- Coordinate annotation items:
========================
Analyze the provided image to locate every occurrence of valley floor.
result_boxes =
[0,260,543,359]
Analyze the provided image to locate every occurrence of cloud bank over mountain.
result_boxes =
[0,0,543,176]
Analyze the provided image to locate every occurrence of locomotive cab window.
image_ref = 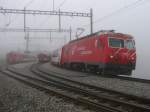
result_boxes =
[126,40,135,49]
[109,38,124,48]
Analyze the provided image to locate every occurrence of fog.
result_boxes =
[0,0,150,78]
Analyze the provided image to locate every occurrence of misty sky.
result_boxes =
[0,0,150,78]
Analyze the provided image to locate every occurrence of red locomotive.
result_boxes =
[38,53,50,63]
[52,30,136,75]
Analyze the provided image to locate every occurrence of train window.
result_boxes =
[126,40,134,49]
[109,38,124,48]
[97,39,101,48]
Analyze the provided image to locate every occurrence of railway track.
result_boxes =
[49,64,150,84]
[0,65,150,112]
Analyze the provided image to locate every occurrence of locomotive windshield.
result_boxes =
[126,40,134,49]
[109,38,124,48]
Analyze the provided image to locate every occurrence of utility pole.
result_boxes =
[53,0,55,11]
[70,26,72,41]
[24,7,26,32]
[49,32,52,42]
[25,32,29,53]
[59,9,61,31]
[90,8,93,34]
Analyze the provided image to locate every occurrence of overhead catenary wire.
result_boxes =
[57,0,67,9]
[82,0,148,27]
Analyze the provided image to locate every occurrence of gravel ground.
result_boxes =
[0,70,90,112]
[42,63,150,98]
========================
- WHAT IS NEEDED: Show every line in the items above that contains the string "Analyze", matching case exactly.

- ANSWER FOR THIS EXERCISE:
Analyze the provided image to locate every occurrence of valley floor.
Analyze the provided image to locate every occurrence of cloud bank over mountain.
Analyze the provided image to locate every occurrence of locomotive cab window.
Analyze the provided image to locate every occurrence of fog.
Analyze the provided image to locate every occurrence of misty sky.
Analyze the provided image to locate every occurrence of red locomotive.
Analyze the provided image to locate every occurrence of train window.
Analyze the provided image to locate every occurrence of railway track.
Analyze the provided image to locate every occurrence of locomotive windshield.
Analyze the provided image to locate every occurrence of utility pole.
Analyze the provided image to locate every occurrence of overhead catenary wire.
Analyze the provided image to locate every occurrence of gravel ground.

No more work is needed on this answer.